• [Stated problem]: Write out each line beneath this one exactly as it reads.

• [Available records]:
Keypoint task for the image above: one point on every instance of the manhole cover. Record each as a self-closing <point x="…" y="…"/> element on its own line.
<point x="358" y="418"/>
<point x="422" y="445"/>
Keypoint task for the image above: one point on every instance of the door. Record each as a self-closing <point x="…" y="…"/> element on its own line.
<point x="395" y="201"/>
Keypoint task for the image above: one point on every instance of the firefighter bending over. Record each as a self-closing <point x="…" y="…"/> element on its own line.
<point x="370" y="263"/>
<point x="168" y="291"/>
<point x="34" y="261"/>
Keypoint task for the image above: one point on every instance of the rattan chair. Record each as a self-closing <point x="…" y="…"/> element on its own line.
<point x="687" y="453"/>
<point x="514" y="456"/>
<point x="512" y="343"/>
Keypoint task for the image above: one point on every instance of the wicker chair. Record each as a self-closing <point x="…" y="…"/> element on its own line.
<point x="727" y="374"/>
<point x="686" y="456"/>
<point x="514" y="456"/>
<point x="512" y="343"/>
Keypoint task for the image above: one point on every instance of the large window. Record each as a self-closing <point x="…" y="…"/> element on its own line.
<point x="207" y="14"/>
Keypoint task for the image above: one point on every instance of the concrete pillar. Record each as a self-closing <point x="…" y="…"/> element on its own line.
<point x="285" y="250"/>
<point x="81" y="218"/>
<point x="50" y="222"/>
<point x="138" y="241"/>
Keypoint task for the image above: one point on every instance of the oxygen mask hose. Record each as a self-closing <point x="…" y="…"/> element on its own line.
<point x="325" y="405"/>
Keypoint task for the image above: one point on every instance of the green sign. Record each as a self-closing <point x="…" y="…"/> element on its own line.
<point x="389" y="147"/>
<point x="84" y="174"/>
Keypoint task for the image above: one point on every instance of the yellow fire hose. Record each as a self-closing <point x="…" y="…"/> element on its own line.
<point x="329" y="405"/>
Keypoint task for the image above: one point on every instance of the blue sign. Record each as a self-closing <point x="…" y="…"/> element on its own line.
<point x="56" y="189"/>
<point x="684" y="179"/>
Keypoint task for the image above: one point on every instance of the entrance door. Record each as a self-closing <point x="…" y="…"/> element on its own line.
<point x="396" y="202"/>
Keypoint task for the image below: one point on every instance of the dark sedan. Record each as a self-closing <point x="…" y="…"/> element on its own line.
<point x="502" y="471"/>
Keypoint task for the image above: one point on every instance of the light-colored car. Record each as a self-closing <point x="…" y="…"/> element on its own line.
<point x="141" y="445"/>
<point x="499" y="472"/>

• [Problem solution]:
Keypoint task for the image above: one point on every instance of the manhole cover. Record each as a self-closing <point x="…" y="…"/> element on its own line.
<point x="358" y="418"/>
<point x="422" y="445"/>
Keypoint task for the image above: one point on every instance of the door. Record each as a self-closing <point x="…" y="…"/> element on its own line.
<point x="395" y="201"/>
Keypoint task for the image above: one point on every instance of the firefighter bending over. Record each as a self-closing <point x="…" y="…"/> element on its own line.
<point x="370" y="263"/>
<point x="168" y="291"/>
<point x="34" y="261"/>
Keypoint task for the image above: one point on every instance of the rattan chair. Record each as a self-closing <point x="…" y="…"/> element on its own line.
<point x="687" y="453"/>
<point x="514" y="456"/>
<point x="512" y="343"/>
Keypoint task for the image above: one point on every instance of the wicker chair. Record each as a self-closing <point x="…" y="…"/> element on its own line.
<point x="727" y="374"/>
<point x="686" y="456"/>
<point x="514" y="456"/>
<point x="512" y="343"/>
Keypoint task for the image above: one point on every instance of the large window. Record each as a self-closing <point x="…" y="…"/> element on its own line.
<point x="207" y="14"/>
Keypoint task for the image above: one point on every instance of the concrete pillar. Record each as a self-closing <point x="…" y="…"/> element on its own line.
<point x="285" y="250"/>
<point x="81" y="218"/>
<point x="50" y="222"/>
<point x="138" y="241"/>
Keypoint task for the image above: one point on every instance of the oxygen mask hose. Record each as a self-closing <point x="…" y="…"/> element on its own line.
<point x="325" y="405"/>
Keypoint task for the image above: one point on every instance of the green sign. Record each as a self-closing <point x="…" y="…"/> element on its own line.
<point x="389" y="147"/>
<point x="84" y="174"/>
Keypoint task for the image above: one point on every instance of the yellow fire hose. Record each as a self-closing <point x="…" y="…"/> element on its own line.
<point x="329" y="405"/>
Keypoint task for the image above: one point on every instance of the blue sign. Record each as a self-closing <point x="…" y="…"/> element on its own line.
<point x="56" y="189"/>
<point x="684" y="179"/>
Keypoint task for the image above: one point on every instance of the entrance door. Record each as a self-closing <point x="…" y="…"/> element on its own line.
<point x="396" y="202"/>
Keypoint task for the image below: one point on every instance of the dark sedan. Record each as a self-closing <point x="…" y="…"/> element on its own line.
<point x="502" y="471"/>
Keypoint task for the image above: one point on every instance of the light-colored car. Record each as a self-closing <point x="…" y="…"/> element on its own line.
<point x="141" y="445"/>
<point x="499" y="472"/>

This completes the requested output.